**Instructions for the task**
Reproduce every one of the records below word for word.

Data for this exercise start

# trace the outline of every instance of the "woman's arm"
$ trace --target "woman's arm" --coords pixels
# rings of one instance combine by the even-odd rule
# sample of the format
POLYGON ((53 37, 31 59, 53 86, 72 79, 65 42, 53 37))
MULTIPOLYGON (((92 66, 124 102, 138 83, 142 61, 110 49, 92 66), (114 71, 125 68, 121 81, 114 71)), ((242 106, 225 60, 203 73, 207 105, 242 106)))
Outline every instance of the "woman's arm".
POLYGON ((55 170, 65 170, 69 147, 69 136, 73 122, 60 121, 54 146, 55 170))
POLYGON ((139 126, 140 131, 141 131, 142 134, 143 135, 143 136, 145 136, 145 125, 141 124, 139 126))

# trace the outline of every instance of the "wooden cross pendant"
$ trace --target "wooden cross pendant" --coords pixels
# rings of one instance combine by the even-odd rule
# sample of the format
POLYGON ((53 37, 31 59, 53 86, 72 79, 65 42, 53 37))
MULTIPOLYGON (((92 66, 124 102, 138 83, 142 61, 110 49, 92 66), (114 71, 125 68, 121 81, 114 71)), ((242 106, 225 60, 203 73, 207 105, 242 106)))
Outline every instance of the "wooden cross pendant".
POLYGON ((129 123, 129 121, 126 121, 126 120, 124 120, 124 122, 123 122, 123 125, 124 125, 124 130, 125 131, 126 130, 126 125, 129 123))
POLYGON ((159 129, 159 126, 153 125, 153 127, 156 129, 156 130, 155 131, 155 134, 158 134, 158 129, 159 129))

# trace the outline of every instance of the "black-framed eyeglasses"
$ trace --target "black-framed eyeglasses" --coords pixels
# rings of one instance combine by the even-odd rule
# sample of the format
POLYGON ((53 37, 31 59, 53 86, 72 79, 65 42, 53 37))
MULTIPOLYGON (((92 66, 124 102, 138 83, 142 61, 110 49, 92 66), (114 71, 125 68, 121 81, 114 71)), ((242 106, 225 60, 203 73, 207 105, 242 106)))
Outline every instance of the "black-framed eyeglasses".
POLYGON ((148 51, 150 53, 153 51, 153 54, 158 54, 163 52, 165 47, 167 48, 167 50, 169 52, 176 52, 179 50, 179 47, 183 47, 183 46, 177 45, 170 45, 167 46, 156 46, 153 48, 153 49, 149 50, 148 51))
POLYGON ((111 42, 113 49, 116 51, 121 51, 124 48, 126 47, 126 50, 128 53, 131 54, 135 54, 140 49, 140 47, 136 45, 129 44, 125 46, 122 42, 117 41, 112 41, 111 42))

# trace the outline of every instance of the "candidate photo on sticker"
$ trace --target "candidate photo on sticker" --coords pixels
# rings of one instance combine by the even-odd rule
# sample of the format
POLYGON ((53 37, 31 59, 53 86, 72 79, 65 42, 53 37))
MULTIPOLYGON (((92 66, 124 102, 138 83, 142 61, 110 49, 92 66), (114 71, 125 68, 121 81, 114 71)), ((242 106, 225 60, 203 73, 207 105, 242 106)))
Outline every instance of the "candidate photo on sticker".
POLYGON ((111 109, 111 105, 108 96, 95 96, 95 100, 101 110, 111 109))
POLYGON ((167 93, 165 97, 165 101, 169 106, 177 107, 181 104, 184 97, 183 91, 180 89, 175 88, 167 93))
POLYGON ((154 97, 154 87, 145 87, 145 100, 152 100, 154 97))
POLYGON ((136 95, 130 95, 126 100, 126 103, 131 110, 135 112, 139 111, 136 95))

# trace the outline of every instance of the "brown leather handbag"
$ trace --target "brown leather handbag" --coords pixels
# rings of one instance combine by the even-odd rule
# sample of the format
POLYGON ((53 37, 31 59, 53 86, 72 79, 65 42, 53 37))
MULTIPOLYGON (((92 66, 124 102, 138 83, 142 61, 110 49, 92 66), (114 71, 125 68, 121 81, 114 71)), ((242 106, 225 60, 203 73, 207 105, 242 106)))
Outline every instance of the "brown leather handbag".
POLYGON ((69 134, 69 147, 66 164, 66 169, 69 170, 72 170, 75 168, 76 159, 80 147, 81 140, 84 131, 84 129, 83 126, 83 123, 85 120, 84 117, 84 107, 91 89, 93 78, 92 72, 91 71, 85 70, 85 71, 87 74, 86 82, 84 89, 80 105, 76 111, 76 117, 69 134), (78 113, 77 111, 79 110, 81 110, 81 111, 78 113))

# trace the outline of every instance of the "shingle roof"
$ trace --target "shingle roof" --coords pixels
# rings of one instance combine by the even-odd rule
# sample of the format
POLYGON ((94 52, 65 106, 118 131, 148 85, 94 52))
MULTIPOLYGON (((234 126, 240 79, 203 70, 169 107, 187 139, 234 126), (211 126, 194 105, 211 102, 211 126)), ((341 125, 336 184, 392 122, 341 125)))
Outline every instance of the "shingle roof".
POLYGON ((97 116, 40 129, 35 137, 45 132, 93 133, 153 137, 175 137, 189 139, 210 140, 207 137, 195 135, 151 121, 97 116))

Data for this exercise end

**Result**
# trace the outline of every instance of the "woman's arm"
$ trace --target "woman's arm" --coords pixels
# rings of one instance combine by the even-odd rule
# sample of the format
POLYGON ((53 37, 31 59, 53 86, 72 79, 65 42, 53 37))
MULTIPOLYGON (((92 66, 124 102, 138 83, 142 61, 110 49, 92 66), (114 71, 125 68, 121 81, 114 71)), ((242 106, 225 60, 203 73, 207 105, 242 106)))
Outline every instance of the "woman's arm".
POLYGON ((55 170, 65 170, 69 147, 69 136, 73 122, 60 121, 54 146, 55 170))
POLYGON ((139 126, 140 131, 141 131, 142 134, 143 135, 143 136, 145 136, 145 125, 141 124, 139 126))

# trace the outline of every instance of the "wooden cross pendant"
$ trace --target "wooden cross pendant" --coords pixels
# rings of one instance combine by the even-odd rule
# sample of the format
POLYGON ((53 37, 31 59, 53 86, 72 79, 65 42, 53 37))
MULTIPOLYGON (((92 66, 124 102, 138 83, 142 61, 110 49, 92 66), (114 71, 125 68, 121 81, 114 71)), ((242 106, 225 60, 203 73, 207 105, 242 106)))
Outline every instance of the "wooden cross pendant".
POLYGON ((129 123, 129 121, 126 121, 126 120, 124 120, 124 122, 123 122, 123 125, 124 125, 124 130, 125 131, 126 130, 126 125, 129 123))
POLYGON ((159 129, 159 126, 153 125, 153 127, 156 129, 156 130, 155 131, 155 134, 158 134, 158 129, 159 129))

# trace the outline of every instance of the "black-framed eyeglasses"
$ trace --target "black-framed eyeglasses" --coords pixels
# rings of one instance combine by the even-odd rule
# sample of the format
POLYGON ((53 37, 31 59, 53 86, 72 79, 65 42, 53 37))
MULTIPOLYGON (((92 66, 124 102, 138 83, 142 61, 110 49, 92 66), (114 71, 125 68, 121 81, 114 71)), ((242 106, 225 60, 203 73, 207 105, 242 106)))
Outline every instance of the "black-framed eyeglasses".
POLYGON ((148 51, 150 53, 153 51, 153 54, 158 54, 163 52, 165 47, 167 48, 167 50, 169 52, 176 52, 179 50, 179 47, 183 47, 183 46, 177 45, 170 45, 167 46, 156 46, 153 48, 153 49, 149 50, 148 51))
POLYGON ((111 42, 113 49, 116 51, 121 51, 124 48, 126 47, 126 50, 128 53, 131 54, 135 54, 140 49, 140 47, 136 45, 129 44, 125 46, 122 42, 117 41, 112 41, 111 42))

# trace the outline of every instance of the "candidate photo on sticker"
$ trace --target "candidate photo on sticker" --coords pixels
# rings of one instance combine by the even-odd rule
# sample of the format
POLYGON ((53 37, 31 59, 53 86, 72 79, 65 42, 53 37))
MULTIPOLYGON (((92 66, 124 102, 138 83, 142 61, 110 49, 92 66), (114 71, 125 68, 121 81, 114 71)), ((242 106, 225 60, 203 73, 207 105, 242 106)))
Outline every instance of the "candidate photo on sticker".
POLYGON ((111 109, 111 105, 108 96, 95 96, 95 100, 101 110, 111 109))
POLYGON ((167 93, 165 97, 165 101, 169 106, 177 107, 181 104, 184 97, 183 91, 180 89, 175 88, 167 93))
POLYGON ((154 97, 154 87, 145 87, 145 100, 152 100, 154 97))
POLYGON ((136 95, 130 95, 126 100, 126 103, 131 110, 135 112, 139 111, 136 95))

# trace the outline of every instance of the "brown leather handbag"
$ trace --target "brown leather handbag" --coords pixels
# rings of one instance combine by the even-odd rule
# sample of the format
POLYGON ((53 37, 31 59, 53 86, 72 79, 65 42, 53 37))
MULTIPOLYGON (((92 66, 124 102, 138 83, 142 61, 110 49, 92 66), (114 71, 125 68, 121 81, 114 71)), ((242 106, 225 60, 203 73, 207 105, 242 106)))
Outline every instance of the "brown leather handbag".
POLYGON ((69 134, 69 147, 66 164, 66 169, 69 170, 72 170, 75 168, 76 159, 80 147, 81 140, 84 131, 84 129, 83 126, 83 123, 85 120, 84 117, 84 107, 91 89, 93 78, 92 72, 91 71, 85 70, 85 71, 87 74, 86 82, 84 89, 80 105, 76 111, 76 117, 69 134), (78 113, 77 111, 79 110, 81 110, 81 111, 78 113))

# trace the outline of every instance of the "shingle roof"
$ trace --target "shingle roof" --coords pixels
# rings of one instance combine by the even-odd rule
# sample of the format
POLYGON ((94 52, 65 106, 118 131, 148 85, 94 52))
MULTIPOLYGON (((234 126, 240 79, 203 70, 169 107, 187 139, 234 126), (211 126, 194 105, 211 102, 211 126)), ((341 125, 336 184, 392 122, 341 125)))
Outline every instance of the "shingle roof".
POLYGON ((97 116, 40 129, 35 137, 45 132, 93 133, 153 137, 175 137, 189 139, 210 140, 207 137, 195 135, 151 121, 97 116))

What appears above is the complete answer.